> Materials provided
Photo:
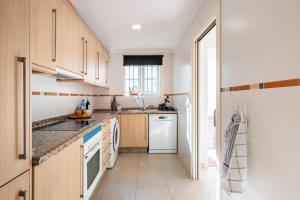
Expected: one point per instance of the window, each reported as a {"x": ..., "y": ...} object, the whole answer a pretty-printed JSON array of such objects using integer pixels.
[{"x": 142, "y": 79}]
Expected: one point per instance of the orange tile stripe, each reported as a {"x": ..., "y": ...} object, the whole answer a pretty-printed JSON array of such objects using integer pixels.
[
  {"x": 36, "y": 93},
  {"x": 267, "y": 85}
]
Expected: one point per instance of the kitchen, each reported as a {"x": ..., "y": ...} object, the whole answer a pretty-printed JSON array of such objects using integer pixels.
[
  {"x": 79, "y": 107},
  {"x": 144, "y": 100}
]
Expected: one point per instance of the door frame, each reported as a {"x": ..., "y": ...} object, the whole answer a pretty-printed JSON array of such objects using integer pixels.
[{"x": 212, "y": 22}]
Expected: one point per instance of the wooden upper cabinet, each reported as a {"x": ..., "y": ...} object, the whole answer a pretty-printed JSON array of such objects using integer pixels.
[
  {"x": 14, "y": 89},
  {"x": 69, "y": 38},
  {"x": 60, "y": 177},
  {"x": 19, "y": 188},
  {"x": 102, "y": 70},
  {"x": 134, "y": 130},
  {"x": 90, "y": 47},
  {"x": 43, "y": 37}
]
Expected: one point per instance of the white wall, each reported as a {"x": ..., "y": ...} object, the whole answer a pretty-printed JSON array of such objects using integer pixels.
[
  {"x": 117, "y": 79},
  {"x": 260, "y": 43},
  {"x": 183, "y": 78},
  {"x": 44, "y": 107}
]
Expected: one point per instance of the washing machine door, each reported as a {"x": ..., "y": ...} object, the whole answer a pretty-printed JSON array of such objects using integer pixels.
[{"x": 116, "y": 137}]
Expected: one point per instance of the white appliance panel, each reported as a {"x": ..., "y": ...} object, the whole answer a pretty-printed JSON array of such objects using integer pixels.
[{"x": 163, "y": 133}]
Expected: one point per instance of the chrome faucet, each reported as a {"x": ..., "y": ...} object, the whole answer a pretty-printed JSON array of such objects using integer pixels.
[{"x": 140, "y": 101}]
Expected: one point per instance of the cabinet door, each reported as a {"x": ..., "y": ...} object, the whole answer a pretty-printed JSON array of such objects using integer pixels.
[
  {"x": 16, "y": 189},
  {"x": 134, "y": 130},
  {"x": 102, "y": 67},
  {"x": 14, "y": 89},
  {"x": 68, "y": 38},
  {"x": 90, "y": 57},
  {"x": 43, "y": 24},
  {"x": 60, "y": 177}
]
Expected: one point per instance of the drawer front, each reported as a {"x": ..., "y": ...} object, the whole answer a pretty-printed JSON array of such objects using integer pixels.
[
  {"x": 17, "y": 189},
  {"x": 106, "y": 126}
]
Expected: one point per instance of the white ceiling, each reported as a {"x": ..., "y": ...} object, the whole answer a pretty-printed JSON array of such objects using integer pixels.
[{"x": 163, "y": 21}]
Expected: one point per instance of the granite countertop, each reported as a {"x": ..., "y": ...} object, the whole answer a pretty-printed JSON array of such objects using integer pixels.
[
  {"x": 147, "y": 111},
  {"x": 46, "y": 144}
]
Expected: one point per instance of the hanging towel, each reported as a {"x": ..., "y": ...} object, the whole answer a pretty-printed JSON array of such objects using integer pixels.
[{"x": 235, "y": 174}]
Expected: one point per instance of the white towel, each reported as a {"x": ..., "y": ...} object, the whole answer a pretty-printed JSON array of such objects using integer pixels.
[{"x": 236, "y": 177}]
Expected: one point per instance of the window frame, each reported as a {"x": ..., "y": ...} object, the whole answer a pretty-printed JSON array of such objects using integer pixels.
[{"x": 141, "y": 78}]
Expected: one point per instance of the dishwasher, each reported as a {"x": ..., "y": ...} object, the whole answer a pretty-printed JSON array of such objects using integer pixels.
[{"x": 163, "y": 133}]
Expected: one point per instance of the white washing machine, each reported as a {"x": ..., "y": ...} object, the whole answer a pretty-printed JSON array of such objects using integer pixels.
[{"x": 115, "y": 140}]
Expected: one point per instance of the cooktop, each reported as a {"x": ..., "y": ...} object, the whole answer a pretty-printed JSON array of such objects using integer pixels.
[{"x": 69, "y": 125}]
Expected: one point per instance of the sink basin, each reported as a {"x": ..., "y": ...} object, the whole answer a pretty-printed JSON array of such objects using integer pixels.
[{"x": 135, "y": 110}]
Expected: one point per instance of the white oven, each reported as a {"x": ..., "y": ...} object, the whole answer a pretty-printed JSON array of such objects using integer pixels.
[{"x": 92, "y": 161}]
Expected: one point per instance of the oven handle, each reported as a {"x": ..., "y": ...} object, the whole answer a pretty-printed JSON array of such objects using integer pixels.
[{"x": 81, "y": 171}]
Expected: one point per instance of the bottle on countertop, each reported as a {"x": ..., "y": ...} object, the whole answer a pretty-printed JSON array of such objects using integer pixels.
[
  {"x": 114, "y": 104},
  {"x": 87, "y": 104}
]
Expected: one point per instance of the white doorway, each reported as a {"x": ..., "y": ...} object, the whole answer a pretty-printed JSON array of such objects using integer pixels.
[
  {"x": 207, "y": 90},
  {"x": 206, "y": 107}
]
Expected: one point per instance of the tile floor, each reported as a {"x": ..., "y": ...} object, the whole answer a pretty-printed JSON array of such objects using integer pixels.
[{"x": 154, "y": 177}]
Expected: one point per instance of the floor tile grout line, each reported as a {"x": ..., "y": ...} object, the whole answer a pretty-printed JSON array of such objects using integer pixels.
[{"x": 168, "y": 184}]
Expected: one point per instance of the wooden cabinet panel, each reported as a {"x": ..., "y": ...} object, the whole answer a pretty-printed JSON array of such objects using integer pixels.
[
  {"x": 60, "y": 177},
  {"x": 69, "y": 39},
  {"x": 102, "y": 68},
  {"x": 43, "y": 24},
  {"x": 16, "y": 189},
  {"x": 90, "y": 57},
  {"x": 134, "y": 130},
  {"x": 14, "y": 89}
]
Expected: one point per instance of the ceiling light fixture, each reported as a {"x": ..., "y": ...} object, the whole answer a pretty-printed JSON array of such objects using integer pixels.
[{"x": 136, "y": 27}]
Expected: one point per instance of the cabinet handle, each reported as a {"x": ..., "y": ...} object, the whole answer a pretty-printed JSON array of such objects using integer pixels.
[
  {"x": 22, "y": 194},
  {"x": 146, "y": 128},
  {"x": 106, "y": 66},
  {"x": 83, "y": 63},
  {"x": 81, "y": 171},
  {"x": 86, "y": 58},
  {"x": 23, "y": 61},
  {"x": 54, "y": 35},
  {"x": 98, "y": 73}
]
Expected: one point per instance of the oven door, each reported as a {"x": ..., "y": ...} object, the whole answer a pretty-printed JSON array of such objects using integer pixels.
[{"x": 92, "y": 169}]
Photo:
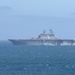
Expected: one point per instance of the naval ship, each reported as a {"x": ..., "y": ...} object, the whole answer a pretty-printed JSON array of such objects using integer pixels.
[{"x": 44, "y": 39}]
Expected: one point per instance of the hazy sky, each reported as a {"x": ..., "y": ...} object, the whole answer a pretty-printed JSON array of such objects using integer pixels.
[{"x": 28, "y": 18}]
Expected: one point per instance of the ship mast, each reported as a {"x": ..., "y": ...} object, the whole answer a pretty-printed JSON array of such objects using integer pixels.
[{"x": 51, "y": 33}]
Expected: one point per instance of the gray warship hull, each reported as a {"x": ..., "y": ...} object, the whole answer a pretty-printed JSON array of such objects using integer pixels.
[
  {"x": 44, "y": 39},
  {"x": 43, "y": 42}
]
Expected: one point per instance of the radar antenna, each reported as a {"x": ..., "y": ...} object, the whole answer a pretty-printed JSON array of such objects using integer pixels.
[
  {"x": 51, "y": 33},
  {"x": 44, "y": 32}
]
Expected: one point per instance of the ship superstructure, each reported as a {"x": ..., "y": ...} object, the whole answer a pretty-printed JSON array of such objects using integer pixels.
[{"x": 44, "y": 39}]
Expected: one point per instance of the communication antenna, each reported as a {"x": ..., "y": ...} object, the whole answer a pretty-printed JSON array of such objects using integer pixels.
[
  {"x": 44, "y": 32},
  {"x": 51, "y": 33}
]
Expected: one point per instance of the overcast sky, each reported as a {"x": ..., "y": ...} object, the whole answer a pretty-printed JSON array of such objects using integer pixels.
[{"x": 28, "y": 18}]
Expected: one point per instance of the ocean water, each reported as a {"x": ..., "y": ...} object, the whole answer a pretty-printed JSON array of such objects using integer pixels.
[{"x": 36, "y": 60}]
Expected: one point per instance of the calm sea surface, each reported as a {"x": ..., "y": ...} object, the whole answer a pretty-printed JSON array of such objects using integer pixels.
[{"x": 36, "y": 60}]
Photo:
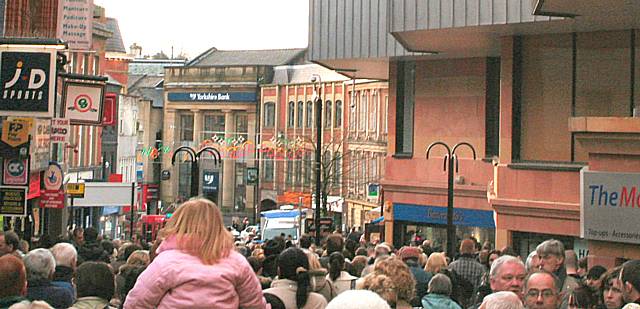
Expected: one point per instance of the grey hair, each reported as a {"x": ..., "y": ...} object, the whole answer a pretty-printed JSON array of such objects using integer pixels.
[
  {"x": 527, "y": 264},
  {"x": 502, "y": 300},
  {"x": 551, "y": 246},
  {"x": 65, "y": 254},
  {"x": 40, "y": 264},
  {"x": 499, "y": 262},
  {"x": 440, "y": 284}
]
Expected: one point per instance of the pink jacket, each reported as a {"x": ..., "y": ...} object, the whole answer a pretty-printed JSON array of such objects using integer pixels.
[{"x": 176, "y": 279}]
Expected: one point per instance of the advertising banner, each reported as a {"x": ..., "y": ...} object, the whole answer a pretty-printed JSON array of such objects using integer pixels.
[
  {"x": 60, "y": 130},
  {"x": 27, "y": 81},
  {"x": 83, "y": 102},
  {"x": 610, "y": 206},
  {"x": 13, "y": 201},
  {"x": 75, "y": 20}
]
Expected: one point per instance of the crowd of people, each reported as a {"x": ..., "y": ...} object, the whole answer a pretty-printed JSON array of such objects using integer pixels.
[{"x": 196, "y": 263}]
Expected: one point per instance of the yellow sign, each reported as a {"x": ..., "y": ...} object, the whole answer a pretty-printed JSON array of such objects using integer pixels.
[
  {"x": 15, "y": 132},
  {"x": 75, "y": 189}
]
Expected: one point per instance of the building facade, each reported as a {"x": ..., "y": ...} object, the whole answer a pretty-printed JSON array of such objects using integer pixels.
[
  {"x": 213, "y": 101},
  {"x": 535, "y": 92}
]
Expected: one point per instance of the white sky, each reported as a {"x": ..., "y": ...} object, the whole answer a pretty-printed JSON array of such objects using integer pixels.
[{"x": 194, "y": 26}]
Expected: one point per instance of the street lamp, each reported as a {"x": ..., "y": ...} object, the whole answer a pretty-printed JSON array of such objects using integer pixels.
[
  {"x": 317, "y": 93},
  {"x": 195, "y": 159},
  {"x": 452, "y": 159}
]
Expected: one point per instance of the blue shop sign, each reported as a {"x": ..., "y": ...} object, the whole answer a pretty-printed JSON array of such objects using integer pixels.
[
  {"x": 212, "y": 96},
  {"x": 438, "y": 215}
]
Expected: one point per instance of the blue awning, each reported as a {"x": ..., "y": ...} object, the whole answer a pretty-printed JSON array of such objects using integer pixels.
[
  {"x": 377, "y": 220},
  {"x": 438, "y": 215}
]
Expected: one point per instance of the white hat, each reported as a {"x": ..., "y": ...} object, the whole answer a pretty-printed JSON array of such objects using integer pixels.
[{"x": 358, "y": 299}]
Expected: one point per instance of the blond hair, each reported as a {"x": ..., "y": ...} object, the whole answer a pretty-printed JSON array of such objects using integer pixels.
[
  {"x": 435, "y": 262},
  {"x": 200, "y": 231}
]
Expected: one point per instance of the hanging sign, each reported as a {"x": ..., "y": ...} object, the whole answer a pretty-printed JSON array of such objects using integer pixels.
[
  {"x": 83, "y": 102},
  {"x": 13, "y": 201},
  {"x": 15, "y": 172},
  {"x": 27, "y": 81}
]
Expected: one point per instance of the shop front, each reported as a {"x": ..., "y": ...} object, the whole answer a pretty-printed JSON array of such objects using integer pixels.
[{"x": 416, "y": 223}]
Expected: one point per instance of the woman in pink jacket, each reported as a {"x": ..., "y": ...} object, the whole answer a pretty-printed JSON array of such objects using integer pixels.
[{"x": 197, "y": 266}]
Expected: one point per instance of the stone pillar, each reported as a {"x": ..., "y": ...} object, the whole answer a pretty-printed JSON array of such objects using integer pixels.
[
  {"x": 228, "y": 169},
  {"x": 169, "y": 138}
]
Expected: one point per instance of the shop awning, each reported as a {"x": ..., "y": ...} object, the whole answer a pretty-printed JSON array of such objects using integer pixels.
[
  {"x": 438, "y": 215},
  {"x": 377, "y": 220}
]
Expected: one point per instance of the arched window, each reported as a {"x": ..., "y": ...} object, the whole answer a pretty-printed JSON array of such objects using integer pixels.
[
  {"x": 291, "y": 112},
  {"x": 327, "y": 113},
  {"x": 338, "y": 113},
  {"x": 269, "y": 114},
  {"x": 309, "y": 114},
  {"x": 300, "y": 119}
]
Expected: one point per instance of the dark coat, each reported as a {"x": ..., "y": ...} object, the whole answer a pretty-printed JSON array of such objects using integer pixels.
[{"x": 44, "y": 290}]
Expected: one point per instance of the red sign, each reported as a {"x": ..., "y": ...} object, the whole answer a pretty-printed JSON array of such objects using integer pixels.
[
  {"x": 34, "y": 186},
  {"x": 52, "y": 199}
]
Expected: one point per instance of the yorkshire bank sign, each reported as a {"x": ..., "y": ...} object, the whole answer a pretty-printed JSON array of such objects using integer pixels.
[{"x": 610, "y": 206}]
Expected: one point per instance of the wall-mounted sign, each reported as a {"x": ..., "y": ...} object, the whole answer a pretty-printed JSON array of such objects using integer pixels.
[
  {"x": 75, "y": 20},
  {"x": 60, "y": 130},
  {"x": 212, "y": 96},
  {"x": 15, "y": 172},
  {"x": 211, "y": 181},
  {"x": 610, "y": 206},
  {"x": 53, "y": 177},
  {"x": 83, "y": 102},
  {"x": 16, "y": 131},
  {"x": 13, "y": 201},
  {"x": 27, "y": 81}
]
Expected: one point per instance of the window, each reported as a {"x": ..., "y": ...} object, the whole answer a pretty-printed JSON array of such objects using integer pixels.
[
  {"x": 405, "y": 100},
  {"x": 214, "y": 124},
  {"x": 327, "y": 112},
  {"x": 338, "y": 113},
  {"x": 269, "y": 115},
  {"x": 186, "y": 128},
  {"x": 309, "y": 114},
  {"x": 300, "y": 118},
  {"x": 291, "y": 114},
  {"x": 268, "y": 170},
  {"x": 362, "y": 108},
  {"x": 353, "y": 120},
  {"x": 373, "y": 111}
]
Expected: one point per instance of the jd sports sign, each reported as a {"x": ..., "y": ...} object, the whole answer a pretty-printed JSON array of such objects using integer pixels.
[{"x": 27, "y": 81}]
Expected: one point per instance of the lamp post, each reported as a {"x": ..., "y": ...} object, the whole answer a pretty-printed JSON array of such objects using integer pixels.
[
  {"x": 195, "y": 159},
  {"x": 317, "y": 92},
  {"x": 450, "y": 162}
]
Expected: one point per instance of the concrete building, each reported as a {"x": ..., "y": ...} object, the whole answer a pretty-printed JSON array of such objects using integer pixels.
[
  {"x": 539, "y": 91},
  {"x": 213, "y": 101}
]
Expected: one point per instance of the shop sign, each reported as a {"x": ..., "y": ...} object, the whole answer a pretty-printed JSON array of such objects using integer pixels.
[
  {"x": 13, "y": 201},
  {"x": 60, "y": 130},
  {"x": 211, "y": 181},
  {"x": 16, "y": 131},
  {"x": 75, "y": 21},
  {"x": 27, "y": 81},
  {"x": 83, "y": 102},
  {"x": 610, "y": 206},
  {"x": 53, "y": 177},
  {"x": 52, "y": 199},
  {"x": 15, "y": 172},
  {"x": 212, "y": 96},
  {"x": 438, "y": 215}
]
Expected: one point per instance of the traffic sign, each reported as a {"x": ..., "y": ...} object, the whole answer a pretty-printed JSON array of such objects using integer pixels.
[
  {"x": 15, "y": 132},
  {"x": 53, "y": 177},
  {"x": 75, "y": 189},
  {"x": 15, "y": 172},
  {"x": 13, "y": 201}
]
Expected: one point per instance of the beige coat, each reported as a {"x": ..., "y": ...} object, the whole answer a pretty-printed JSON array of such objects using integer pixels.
[{"x": 286, "y": 291}]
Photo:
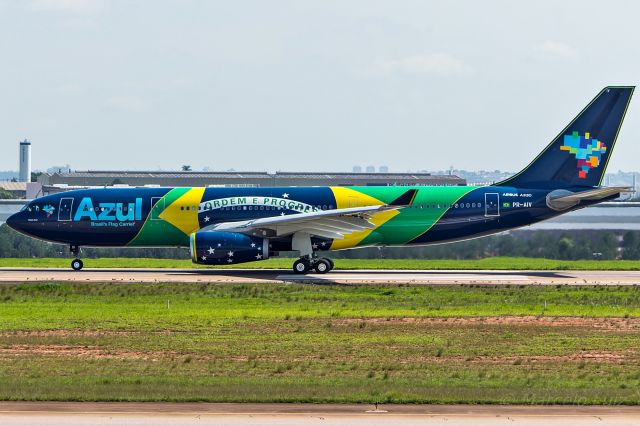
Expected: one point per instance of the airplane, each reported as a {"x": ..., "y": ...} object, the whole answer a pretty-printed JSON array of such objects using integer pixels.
[{"x": 225, "y": 225}]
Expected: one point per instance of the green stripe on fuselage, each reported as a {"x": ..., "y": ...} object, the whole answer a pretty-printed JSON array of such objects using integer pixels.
[{"x": 414, "y": 220}]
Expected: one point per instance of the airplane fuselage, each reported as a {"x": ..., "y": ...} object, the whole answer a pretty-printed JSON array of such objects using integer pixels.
[{"x": 160, "y": 217}]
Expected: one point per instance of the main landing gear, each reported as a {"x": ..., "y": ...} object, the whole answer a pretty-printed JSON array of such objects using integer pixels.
[
  {"x": 301, "y": 242},
  {"x": 76, "y": 264},
  {"x": 320, "y": 265}
]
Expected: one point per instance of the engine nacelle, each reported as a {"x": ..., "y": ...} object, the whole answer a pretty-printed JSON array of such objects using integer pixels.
[{"x": 226, "y": 248}]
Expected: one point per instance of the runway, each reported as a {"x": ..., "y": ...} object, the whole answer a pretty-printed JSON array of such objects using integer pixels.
[
  {"x": 12, "y": 275},
  {"x": 64, "y": 413}
]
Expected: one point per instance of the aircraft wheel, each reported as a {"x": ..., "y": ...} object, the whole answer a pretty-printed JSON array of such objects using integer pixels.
[
  {"x": 330, "y": 262},
  {"x": 301, "y": 266},
  {"x": 76, "y": 264},
  {"x": 322, "y": 266}
]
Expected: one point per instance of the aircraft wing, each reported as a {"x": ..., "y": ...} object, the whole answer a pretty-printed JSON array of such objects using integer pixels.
[
  {"x": 561, "y": 200},
  {"x": 334, "y": 224}
]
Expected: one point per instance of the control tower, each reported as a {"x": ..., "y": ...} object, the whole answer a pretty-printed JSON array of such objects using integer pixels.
[{"x": 25, "y": 161}]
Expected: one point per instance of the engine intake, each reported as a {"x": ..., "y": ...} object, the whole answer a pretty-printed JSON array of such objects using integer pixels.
[{"x": 226, "y": 248}]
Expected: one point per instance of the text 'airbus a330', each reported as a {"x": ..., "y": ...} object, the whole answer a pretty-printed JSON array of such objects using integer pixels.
[{"x": 223, "y": 226}]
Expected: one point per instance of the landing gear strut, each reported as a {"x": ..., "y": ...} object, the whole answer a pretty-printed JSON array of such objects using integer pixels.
[
  {"x": 76, "y": 264},
  {"x": 301, "y": 242}
]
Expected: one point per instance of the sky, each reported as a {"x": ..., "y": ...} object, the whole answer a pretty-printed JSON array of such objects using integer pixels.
[{"x": 307, "y": 85}]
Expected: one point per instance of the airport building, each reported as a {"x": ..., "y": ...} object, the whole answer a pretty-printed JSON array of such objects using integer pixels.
[{"x": 240, "y": 179}]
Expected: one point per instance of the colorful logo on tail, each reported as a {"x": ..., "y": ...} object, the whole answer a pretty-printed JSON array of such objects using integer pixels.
[{"x": 588, "y": 151}]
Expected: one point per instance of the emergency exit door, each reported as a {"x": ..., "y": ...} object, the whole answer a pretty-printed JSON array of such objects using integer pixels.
[{"x": 492, "y": 204}]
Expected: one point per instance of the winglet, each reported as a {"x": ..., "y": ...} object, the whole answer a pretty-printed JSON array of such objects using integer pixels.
[{"x": 405, "y": 199}]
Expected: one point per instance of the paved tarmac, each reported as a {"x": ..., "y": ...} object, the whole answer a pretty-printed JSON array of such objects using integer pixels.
[
  {"x": 79, "y": 413},
  {"x": 9, "y": 275}
]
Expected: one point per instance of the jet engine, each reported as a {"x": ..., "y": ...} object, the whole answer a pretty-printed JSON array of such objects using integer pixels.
[{"x": 226, "y": 248}]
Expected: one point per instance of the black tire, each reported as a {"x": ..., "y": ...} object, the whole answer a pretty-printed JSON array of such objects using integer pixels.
[
  {"x": 301, "y": 266},
  {"x": 76, "y": 264},
  {"x": 330, "y": 262},
  {"x": 322, "y": 266}
]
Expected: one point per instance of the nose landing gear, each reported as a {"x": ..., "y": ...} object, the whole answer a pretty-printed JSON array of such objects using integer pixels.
[
  {"x": 76, "y": 264},
  {"x": 320, "y": 265}
]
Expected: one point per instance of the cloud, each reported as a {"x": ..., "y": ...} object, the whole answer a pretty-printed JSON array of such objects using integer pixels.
[
  {"x": 128, "y": 103},
  {"x": 556, "y": 50},
  {"x": 440, "y": 64},
  {"x": 70, "y": 7}
]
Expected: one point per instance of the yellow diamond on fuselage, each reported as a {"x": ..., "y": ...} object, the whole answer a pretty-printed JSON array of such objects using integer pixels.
[
  {"x": 183, "y": 212},
  {"x": 347, "y": 197}
]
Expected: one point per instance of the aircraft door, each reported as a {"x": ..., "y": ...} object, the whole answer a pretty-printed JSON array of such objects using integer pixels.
[
  {"x": 492, "y": 204},
  {"x": 157, "y": 207},
  {"x": 64, "y": 209}
]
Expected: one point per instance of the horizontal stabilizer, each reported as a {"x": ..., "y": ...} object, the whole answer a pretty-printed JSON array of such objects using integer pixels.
[{"x": 561, "y": 199}]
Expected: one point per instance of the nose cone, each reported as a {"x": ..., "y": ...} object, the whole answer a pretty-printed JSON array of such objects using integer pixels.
[{"x": 13, "y": 220}]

> Task directions
Write out only what runs from the line holding "Expected: one point per instance of the yellow diamond" through the last line of the records, exactly as shown.

> Answer box
Expected: one point per instance of the yellow diamond on fuselage, each reported as a {"x": ..., "y": ...} object, the whole answer a pretty-printed JSON array of such objects using integer pixels.
[
  {"x": 183, "y": 212},
  {"x": 347, "y": 197}
]
Expected: one point per instance of the aircraft door, each reported as a {"x": ..., "y": ...} object, the whole answer a pretty-printed JSON array of such objects using integer pixels.
[
  {"x": 492, "y": 204},
  {"x": 157, "y": 207},
  {"x": 64, "y": 209}
]
Expected: one point per instance of the horizontal stabilizer, each reported as a {"x": ..., "y": ...} object, the whole answer a pretty-printed JSON array of such objects using integer pixels.
[{"x": 561, "y": 199}]
Expected: one point per instance of the nose cone, each reported as a {"x": ..., "y": ...} object, the whole answer a pretty-printed JSON array of such objects using integer pixels.
[{"x": 13, "y": 220}]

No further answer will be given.